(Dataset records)
..........

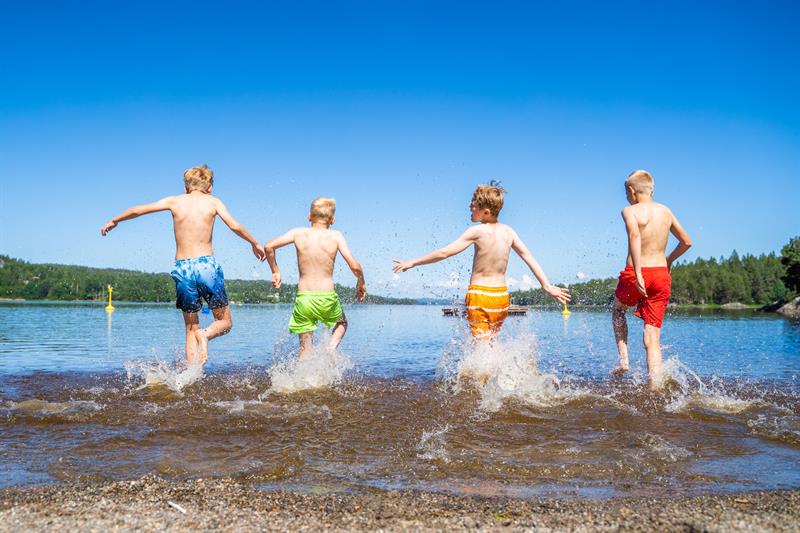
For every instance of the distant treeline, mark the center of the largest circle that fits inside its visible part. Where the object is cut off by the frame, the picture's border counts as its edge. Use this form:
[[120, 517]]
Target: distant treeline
[[749, 279], [20, 279]]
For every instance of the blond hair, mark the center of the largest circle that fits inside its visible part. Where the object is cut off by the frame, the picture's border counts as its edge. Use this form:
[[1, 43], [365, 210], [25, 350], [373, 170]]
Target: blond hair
[[489, 197], [641, 181], [323, 208], [198, 178]]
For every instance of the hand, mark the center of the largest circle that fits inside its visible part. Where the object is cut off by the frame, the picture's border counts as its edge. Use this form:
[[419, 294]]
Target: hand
[[259, 252], [108, 227], [640, 284], [559, 293], [402, 266], [361, 292]]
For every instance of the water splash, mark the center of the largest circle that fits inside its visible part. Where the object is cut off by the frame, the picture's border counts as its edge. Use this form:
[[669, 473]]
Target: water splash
[[322, 369], [503, 370], [432, 446], [689, 391], [160, 374]]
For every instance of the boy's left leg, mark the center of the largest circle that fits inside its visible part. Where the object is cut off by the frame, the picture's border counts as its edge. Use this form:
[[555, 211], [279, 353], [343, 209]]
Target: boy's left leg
[[652, 343], [339, 329], [222, 324]]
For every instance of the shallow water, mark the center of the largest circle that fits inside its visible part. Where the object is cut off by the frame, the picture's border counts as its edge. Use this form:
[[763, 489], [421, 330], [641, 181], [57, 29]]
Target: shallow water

..........

*EXERCISE*: All lines above from the one containing "[[1, 43], [365, 210], [25, 350], [373, 170]]" to the one containing "For every instance of the hand, mark" must be repeated exactly, both lines included, and no others.

*RESPONSE TO THE TASK*:
[[1, 43], [365, 210], [25, 350], [373, 170]]
Target: blond hair
[[489, 197], [641, 181], [323, 208], [198, 178]]
For every instance of the hand, mark the center of the largest circle that fits inside its visible part. Where the object is cut off by the frame, the picture's border counts as its edge. Use this form:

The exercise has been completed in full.